_Instructions to follow_
Put each line of the listing below into a JSON list of strings, one string per line, with blank lines and the pictures left out.

Entries for labeling object positions:
╔══

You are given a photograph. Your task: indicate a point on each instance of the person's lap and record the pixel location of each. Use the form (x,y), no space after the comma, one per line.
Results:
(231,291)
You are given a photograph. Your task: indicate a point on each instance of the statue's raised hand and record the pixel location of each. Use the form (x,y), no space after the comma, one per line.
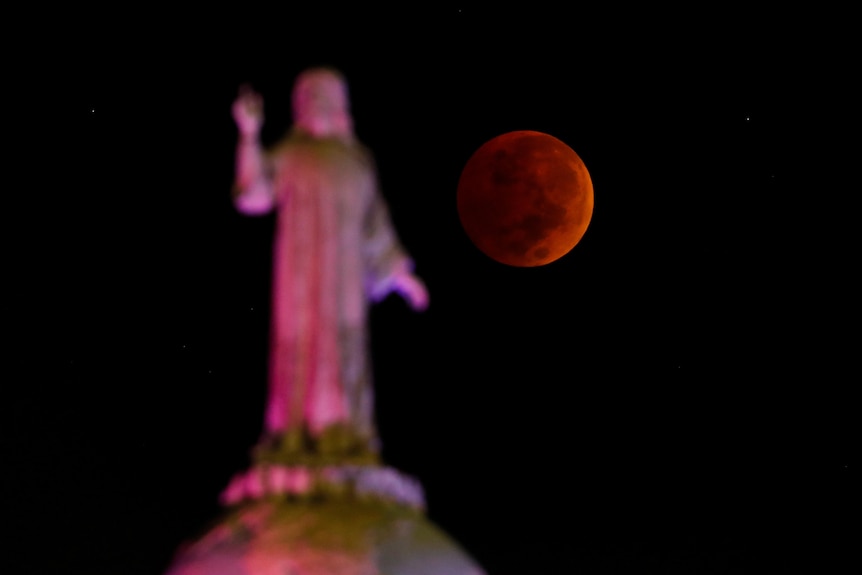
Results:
(248,111)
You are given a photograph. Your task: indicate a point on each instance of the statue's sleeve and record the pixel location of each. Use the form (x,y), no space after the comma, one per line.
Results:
(383,254)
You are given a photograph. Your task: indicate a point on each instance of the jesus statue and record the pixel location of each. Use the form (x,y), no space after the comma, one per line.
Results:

╚══

_Task output_
[
  "You are given a photograph. Your task: indicate a point on each instance of the person's lap and record the pixel location of each. Use the form (x,y), no space after the comma, one per line.",
  "Results:",
  "(231,291)",
  "You are given a photograph. Your task: indicate a point on each instance of the statue's raised hand and record the pixel location of each. Use the form (x,y), no space after the comma, one per line.",
  "Results:",
  "(248,111)",
  "You are given a photograph. Your task: indicate a point on each instance of the statue's sleeve and record the pixel location of each. Use the form (x,y), no space after the comma, one per line.",
  "Results:",
  "(383,254)",
  "You are given a photograph. Your task: indicate a point on each instance of the jesus statue and record the pixel location of each. Use the form (x,y), no space after the comma, one per line.",
  "Results:"
]